### Verilen görev 1:
Kayıtlarda "ocean" dizesini içeren bütün satırları topla. Büyük ve küçük harf ayrımı dikkate alınmalıdır.

Cumhur’un Başı, Harp Akademileri Komutanlığını ziyaretinde şunları söyledi;
“Geçen Temmuz ayından bu yana 355 Şehit verdik. Tek Millet, Tek Bayrak, Tek Vatan, Tek Devlet olgusuna bir de Tek Ordu, Tek Komutan vurgusunu eklemek isterim. Türk Silahlı Kuvvetlerimizin mensupları, Başkomutan sıfatıyla benim yakın mesai arkadaşlarımdır. Buradaki her bir subayımızın benim için öz kardeşimden, öz evladımdan, yakın çalışma ekibimden hiç farkı yoktur!”
(Bu sözden sonra Harp Akademilerindeki tüm Subayların, Erdoğan’ın mal varlığında en az Bilal Oğlan kadar hakları olduğunu hatırlatırım. Hadi iyisiniz, iyisiniz! Fakat siz yine de dikkatli olun. Mal bulduk, zengin olduk diye tedbiri elden bırakmayın. Maaşınızı da kapmasınlar! Abdullah Gül için de ‘kardeşim’ dedi, adam şimdi evinden çıkamıyor)
355 Şehit! 355 vatan evlâdı! 355 sevgili! 355 baba! 355 evlat! 355 eş! 355 dost arkadaş!

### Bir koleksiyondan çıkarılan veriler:

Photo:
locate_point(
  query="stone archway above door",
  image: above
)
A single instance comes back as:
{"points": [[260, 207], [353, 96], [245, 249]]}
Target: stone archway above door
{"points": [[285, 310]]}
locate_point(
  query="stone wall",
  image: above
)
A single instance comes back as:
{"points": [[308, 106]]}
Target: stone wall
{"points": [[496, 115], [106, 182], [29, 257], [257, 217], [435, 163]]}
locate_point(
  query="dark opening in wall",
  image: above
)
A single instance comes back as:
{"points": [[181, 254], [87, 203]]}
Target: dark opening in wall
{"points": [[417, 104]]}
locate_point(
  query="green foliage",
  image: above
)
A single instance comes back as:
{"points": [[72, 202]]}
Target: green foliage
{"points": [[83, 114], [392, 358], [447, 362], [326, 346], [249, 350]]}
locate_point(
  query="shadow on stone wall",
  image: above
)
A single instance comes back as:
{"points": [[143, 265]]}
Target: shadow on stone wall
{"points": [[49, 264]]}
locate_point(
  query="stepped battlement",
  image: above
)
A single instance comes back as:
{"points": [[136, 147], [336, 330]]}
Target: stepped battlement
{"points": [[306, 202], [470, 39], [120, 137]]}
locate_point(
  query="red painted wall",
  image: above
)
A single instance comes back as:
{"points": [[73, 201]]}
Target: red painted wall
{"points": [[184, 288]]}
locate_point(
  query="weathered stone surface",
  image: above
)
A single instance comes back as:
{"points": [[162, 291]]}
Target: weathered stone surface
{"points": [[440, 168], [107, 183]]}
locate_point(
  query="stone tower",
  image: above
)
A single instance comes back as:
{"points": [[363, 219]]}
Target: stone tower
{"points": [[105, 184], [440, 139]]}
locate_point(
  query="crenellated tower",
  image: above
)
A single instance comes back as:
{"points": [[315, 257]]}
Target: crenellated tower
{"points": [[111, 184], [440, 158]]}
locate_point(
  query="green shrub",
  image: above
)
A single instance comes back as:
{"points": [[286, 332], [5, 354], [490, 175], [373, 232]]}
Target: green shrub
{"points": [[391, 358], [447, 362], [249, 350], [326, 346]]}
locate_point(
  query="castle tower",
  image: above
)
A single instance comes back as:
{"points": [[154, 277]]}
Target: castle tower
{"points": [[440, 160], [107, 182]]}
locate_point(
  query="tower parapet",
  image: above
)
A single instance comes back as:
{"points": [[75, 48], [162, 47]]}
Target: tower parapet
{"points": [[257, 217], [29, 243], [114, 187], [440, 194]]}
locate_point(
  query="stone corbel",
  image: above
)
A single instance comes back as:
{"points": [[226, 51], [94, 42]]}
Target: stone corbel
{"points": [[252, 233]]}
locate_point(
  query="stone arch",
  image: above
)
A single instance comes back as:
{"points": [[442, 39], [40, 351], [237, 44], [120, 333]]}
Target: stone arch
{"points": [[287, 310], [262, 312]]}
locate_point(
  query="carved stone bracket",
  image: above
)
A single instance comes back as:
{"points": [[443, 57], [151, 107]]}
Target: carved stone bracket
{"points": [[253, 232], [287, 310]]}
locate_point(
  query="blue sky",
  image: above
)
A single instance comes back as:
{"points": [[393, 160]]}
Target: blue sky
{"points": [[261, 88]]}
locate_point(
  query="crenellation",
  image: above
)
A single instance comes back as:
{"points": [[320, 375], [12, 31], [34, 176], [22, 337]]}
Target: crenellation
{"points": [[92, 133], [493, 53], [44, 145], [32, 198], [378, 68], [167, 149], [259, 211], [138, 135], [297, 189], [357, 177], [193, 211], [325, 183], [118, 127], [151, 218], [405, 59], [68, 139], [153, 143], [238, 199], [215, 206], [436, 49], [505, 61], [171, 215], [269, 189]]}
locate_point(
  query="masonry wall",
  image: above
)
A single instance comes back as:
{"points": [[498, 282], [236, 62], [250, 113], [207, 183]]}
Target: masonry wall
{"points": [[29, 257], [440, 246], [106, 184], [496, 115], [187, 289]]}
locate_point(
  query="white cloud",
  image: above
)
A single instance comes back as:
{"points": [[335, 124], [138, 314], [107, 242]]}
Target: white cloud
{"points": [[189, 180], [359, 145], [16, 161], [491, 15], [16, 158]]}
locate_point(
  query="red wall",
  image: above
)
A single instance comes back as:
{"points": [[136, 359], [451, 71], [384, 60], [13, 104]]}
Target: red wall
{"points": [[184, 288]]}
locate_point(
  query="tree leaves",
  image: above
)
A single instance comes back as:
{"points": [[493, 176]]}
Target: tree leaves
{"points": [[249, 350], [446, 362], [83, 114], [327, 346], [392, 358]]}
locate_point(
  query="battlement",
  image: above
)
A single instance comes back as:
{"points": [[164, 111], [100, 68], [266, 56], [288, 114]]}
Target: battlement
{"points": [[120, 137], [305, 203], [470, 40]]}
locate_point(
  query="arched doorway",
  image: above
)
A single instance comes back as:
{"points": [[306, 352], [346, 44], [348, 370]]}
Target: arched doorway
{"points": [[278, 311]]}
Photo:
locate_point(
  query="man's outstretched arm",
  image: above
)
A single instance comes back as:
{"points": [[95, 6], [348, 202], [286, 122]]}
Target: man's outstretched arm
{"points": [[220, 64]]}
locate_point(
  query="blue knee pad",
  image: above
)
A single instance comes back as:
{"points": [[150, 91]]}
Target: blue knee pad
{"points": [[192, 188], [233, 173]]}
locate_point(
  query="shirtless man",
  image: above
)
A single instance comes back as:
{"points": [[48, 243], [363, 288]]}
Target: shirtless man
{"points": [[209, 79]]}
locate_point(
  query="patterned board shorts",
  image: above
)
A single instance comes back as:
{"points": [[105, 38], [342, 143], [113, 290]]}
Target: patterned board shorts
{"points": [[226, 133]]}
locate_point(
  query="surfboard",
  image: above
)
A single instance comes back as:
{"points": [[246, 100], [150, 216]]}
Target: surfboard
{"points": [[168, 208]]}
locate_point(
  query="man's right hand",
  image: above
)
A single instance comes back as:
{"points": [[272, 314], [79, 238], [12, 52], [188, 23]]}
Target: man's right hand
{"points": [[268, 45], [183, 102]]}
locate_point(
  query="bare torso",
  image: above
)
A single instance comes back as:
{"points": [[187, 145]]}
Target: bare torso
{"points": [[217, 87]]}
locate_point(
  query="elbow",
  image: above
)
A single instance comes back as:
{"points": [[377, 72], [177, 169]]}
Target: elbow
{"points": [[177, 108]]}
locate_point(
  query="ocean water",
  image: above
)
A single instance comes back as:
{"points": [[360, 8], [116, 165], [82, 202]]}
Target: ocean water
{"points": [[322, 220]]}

### Verilen görev 2:
Harp Akademileri Komutanlığı ziyaretindeki konuşmayı ele alan metnin devamını, gösterilen son cümleden sonrasından başlayarak yaz.

### Görev çıktısı 1:
  query="ocean water",
Target: ocean water

### Görev çıktısı 2:
Bu Şehitler birer rakam değil, her biri birer dünya onların…
Bir an için düşünelim;
İnşaat şirketiniz var. Eksik ve yanlış malzeme ile büyük bir site yapıyor ve satıyorsunuz. Orta şiddetteki bir depremde site büyük oranda yıkılıyor ve 355 kişi ölüyor!
Siz serbestçe gezip, bir de “Sağlam inşaat nasıl yapılır” diye ders verebilir misiniz? Mümkün mü? Sizi yargılarlar, işinizi doğru ve tam olarak yapmamış iseniz ve suçunuz sabit görülürse cezaya çarptırırlar. Yılarca özgürlüğünüzden mahrum kalır ve büyük tazminatlar ödersiniz…
Ordu da Alay Komutanısınız. Muharebe anında, Komuta Merkezinin talimat ve emirlerine uymuyorsunuz. Yanlış kararlar verip 355 Askerin ölümüne sebep oluyorsunuz!
Hiçbir şey olmamış gibi görevinize devam edip, üstüne bir de Harp Akademilerinde size “Savaş Teknikleri” dersi verdirirler mi?
Mümkün mü? Divan-ı Harp’te sizi yargılarlar ve yanlış kararlarınız yüzünden kaybedilen her askerin hesabını sizden teker-teker sorarlar…
Amma siz Türkiye gibi bir Cihan Devletini 14 senedir tek başınıza yönetiyorsanız, Anayasayı ve Yasaları tanımadığınızı söylüyorsanız, yargı kararlarına da uymam diyorsanız, dünyada defalarca denenmiş ve sonuç alınmış terörle mücadele yöntemlerini kendi küçük aklınıza göre eğip büküyorsanız ve sizin yanlışlarınızdan dolayı 355 Vatan Evlâdı ölüyorsa, size hiçbir şey olmaz!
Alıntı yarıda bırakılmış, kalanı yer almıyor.